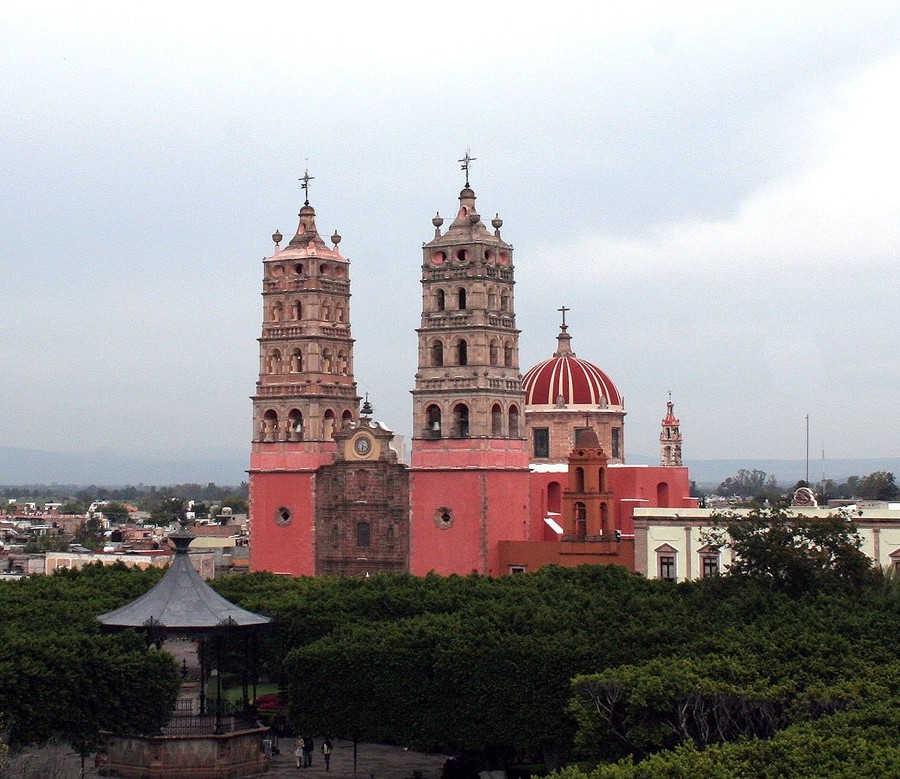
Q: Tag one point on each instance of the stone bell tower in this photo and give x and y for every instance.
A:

* * *

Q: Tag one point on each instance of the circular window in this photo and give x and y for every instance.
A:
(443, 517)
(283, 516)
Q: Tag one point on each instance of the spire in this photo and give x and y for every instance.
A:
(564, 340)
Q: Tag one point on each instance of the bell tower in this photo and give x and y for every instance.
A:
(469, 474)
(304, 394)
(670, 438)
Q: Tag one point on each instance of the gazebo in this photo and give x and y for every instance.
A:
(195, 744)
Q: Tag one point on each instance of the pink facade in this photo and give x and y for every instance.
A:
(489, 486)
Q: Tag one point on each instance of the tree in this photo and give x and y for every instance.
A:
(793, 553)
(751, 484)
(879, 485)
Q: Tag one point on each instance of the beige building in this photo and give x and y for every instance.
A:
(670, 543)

Required work: Please state how many lines of the material above contain the string "bell", with case counting, and reply with only the number.

Task response: 2